*Objective*.
Repeat everything in the material exactly.

*Supplied data*.
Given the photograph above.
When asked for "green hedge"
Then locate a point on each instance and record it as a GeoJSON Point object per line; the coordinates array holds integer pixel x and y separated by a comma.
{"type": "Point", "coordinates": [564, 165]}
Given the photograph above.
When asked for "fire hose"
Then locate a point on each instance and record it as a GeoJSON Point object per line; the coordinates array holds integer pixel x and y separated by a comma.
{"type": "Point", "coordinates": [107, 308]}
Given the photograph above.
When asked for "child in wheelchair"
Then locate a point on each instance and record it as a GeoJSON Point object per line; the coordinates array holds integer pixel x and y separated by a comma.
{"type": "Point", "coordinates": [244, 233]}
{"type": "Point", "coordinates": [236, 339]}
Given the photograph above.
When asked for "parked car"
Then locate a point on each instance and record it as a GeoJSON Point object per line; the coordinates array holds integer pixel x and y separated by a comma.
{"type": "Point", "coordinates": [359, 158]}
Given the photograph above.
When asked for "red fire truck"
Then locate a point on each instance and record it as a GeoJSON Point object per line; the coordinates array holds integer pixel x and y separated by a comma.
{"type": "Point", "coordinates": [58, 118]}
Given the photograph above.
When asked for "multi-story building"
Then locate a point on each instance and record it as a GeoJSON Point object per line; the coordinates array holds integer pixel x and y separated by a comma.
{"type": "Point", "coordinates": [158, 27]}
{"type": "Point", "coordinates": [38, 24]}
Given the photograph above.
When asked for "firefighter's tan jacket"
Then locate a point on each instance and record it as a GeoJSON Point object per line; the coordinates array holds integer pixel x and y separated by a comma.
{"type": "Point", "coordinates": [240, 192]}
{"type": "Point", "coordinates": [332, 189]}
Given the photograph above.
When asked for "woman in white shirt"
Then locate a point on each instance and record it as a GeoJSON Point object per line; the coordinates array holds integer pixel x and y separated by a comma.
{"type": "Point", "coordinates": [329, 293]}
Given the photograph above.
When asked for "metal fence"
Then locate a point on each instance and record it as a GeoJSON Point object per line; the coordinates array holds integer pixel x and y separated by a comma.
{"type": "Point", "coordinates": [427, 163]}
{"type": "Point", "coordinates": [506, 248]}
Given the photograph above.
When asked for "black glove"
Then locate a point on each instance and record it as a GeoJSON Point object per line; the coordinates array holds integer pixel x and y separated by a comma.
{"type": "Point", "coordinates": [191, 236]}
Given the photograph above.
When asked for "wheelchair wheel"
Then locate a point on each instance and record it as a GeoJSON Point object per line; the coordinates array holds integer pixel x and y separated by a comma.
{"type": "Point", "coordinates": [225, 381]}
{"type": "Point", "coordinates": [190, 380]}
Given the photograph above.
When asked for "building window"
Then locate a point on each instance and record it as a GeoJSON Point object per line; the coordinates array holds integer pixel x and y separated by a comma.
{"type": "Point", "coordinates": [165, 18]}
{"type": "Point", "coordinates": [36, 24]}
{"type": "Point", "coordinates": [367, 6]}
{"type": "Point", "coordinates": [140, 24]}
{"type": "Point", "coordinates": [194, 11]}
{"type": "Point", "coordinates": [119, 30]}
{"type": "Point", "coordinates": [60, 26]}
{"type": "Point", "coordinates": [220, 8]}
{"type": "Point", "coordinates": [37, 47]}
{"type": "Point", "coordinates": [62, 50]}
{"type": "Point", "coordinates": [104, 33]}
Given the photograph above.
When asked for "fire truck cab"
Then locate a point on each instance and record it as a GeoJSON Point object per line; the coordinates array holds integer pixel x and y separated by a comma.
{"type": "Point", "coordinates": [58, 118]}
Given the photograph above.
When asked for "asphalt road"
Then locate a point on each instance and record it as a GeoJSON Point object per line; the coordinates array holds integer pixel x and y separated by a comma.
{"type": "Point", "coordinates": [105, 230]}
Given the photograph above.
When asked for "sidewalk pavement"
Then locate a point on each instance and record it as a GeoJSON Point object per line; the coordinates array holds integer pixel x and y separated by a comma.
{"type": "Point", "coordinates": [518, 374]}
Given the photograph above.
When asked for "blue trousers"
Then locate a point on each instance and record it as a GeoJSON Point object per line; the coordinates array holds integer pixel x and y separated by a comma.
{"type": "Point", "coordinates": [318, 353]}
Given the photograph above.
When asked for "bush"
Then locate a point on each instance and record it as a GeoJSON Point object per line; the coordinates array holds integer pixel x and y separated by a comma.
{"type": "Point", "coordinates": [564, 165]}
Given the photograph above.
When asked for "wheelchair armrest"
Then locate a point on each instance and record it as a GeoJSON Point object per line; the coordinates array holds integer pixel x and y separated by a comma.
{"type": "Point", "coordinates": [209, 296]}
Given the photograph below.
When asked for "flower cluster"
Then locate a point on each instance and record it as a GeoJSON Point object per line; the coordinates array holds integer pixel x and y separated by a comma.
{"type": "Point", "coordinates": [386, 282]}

*Result of this task*.
Given the photograph above.
When asked for "green hedge"
Then locate a point on each instance and record it as a GeoJSON Point object per line; the coordinates array holds integer pixel x and y separated by a comma.
{"type": "Point", "coordinates": [564, 165]}
Given the photograph above.
When asked for "fire hose"
Then locate a point on each instance and record it as a GeoJSON Point object per line; the coordinates array holds integer pixel x and y separated by a comma.
{"type": "Point", "coordinates": [107, 308]}
Given the photograph above.
When asked for "child in wheelchair"
Then locate a point on each instance and record it as a GeoJSON Point object per line; the coordinates array holds integer pixel x and y separated by a comma.
{"type": "Point", "coordinates": [244, 233]}
{"type": "Point", "coordinates": [236, 339]}
Given the photograph above.
When asked for "parked car"
Then locate a point on each instance and record it as a GeoJSON Point object per line; the coordinates array holds integer pixel x and y separated by a comma.
{"type": "Point", "coordinates": [359, 158]}
Given the photograph above.
When asked for "red fire truck"
Then locate a point on each instance and record it as a GeoJSON Point object per line; the coordinates array holds integer pixel x and y separated by a comma.
{"type": "Point", "coordinates": [58, 118]}
Given the photograph above.
When asked for "multi-story building"
Then locate a point on each instance and record it as a GeoJSON Point object per line; the coordinates array holds integer pixel x and y separated by a comma.
{"type": "Point", "coordinates": [158, 27]}
{"type": "Point", "coordinates": [38, 24]}
Given the photograph above.
When asked for "firefighter's tan jacket"
Then locate a point on each instance and record it as a GeoJSON Point object per line; the coordinates array holds integer pixel x and y separated by a comma.
{"type": "Point", "coordinates": [240, 192]}
{"type": "Point", "coordinates": [332, 189]}
Given the photograph above.
When asked for "woman in white shirt"
Then locate a point on each instance and record it as a GeoJSON Point object per line; the coordinates array holds integer pixel x and y separated by a comma.
{"type": "Point", "coordinates": [329, 293]}
Given the photograph above.
When asked for "metal fence"
Then locate a point on each instance and record it as a GeoJSON Point object per line; the coordinates array holds integer pixel x and y separated by a comma.
{"type": "Point", "coordinates": [427, 163]}
{"type": "Point", "coordinates": [506, 248]}
Given the photograph above.
When asked for "black glove"
Then locate a point on each instance and record it as a GeoJSON Point object per line; the coordinates array holds integer pixel x and y separated by a comma.
{"type": "Point", "coordinates": [191, 236]}
Given the photograph above.
When asked for "wheelchair wheel"
Then locate a point on each instance and record it as a GeoJSON Point object per line; the coordinates array holds integer pixel x and y separated by a comma.
{"type": "Point", "coordinates": [225, 381]}
{"type": "Point", "coordinates": [190, 380]}
Given the photograph above.
When asked for "building window"
Then locate a point on each instance and record it as a GeoJSON Point object per line; the coordinates array holds integer pixel x and y separated by a comma.
{"type": "Point", "coordinates": [165, 18]}
{"type": "Point", "coordinates": [36, 24]}
{"type": "Point", "coordinates": [367, 6]}
{"type": "Point", "coordinates": [140, 24]}
{"type": "Point", "coordinates": [194, 11]}
{"type": "Point", "coordinates": [119, 30]}
{"type": "Point", "coordinates": [60, 26]}
{"type": "Point", "coordinates": [220, 8]}
{"type": "Point", "coordinates": [37, 47]}
{"type": "Point", "coordinates": [62, 50]}
{"type": "Point", "coordinates": [104, 33]}
Given the photograph above.
When asked for "fire truck cab"
Then locate a point on each instance and record it as a GeoJSON Point object per line; the coordinates array holds integer pixel x and y separated by a comma.
{"type": "Point", "coordinates": [58, 118]}
Given the photograph above.
When asked for "asphalt road"
Then locate a point on each instance and record it as a GeoJSON Point object per line; the coordinates array holds integer pixel x and y separated by a comma.
{"type": "Point", "coordinates": [105, 230]}
Given the photograph above.
When asked for "sidewalk pavement"
Then locate a point on each instance and record it as a GeoJSON Point object per line; the coordinates array holds integer pixel x and y separated by a comma.
{"type": "Point", "coordinates": [518, 374]}
Given the photograph above.
When asked for "blue trousers"
Then locate a point on each instance and record it as a GeoJSON Point object per line; the coordinates array holds integer pixel x and y separated by a comma.
{"type": "Point", "coordinates": [318, 353]}
Given the photograph above.
When asked for "bush"
Then locate a point on each instance and record it as a GeoJSON Point object per line; the coordinates array holds integer pixel x and y separated by a comma.
{"type": "Point", "coordinates": [564, 165]}
Given the photograph above.
When asked for "wheelchair armrest"
Then locate a point on each instance and record it as a GeoJSON Point object per line; the coordinates array holds integer pixel x and y separated by a comma.
{"type": "Point", "coordinates": [209, 296]}
Given the photograph below.
When asked for "flower cluster"
Then locate a point on each instance and record it as a GeoJSON Point object per line; the coordinates array holds integer pixel x and y separated by a comma.
{"type": "Point", "coordinates": [386, 282]}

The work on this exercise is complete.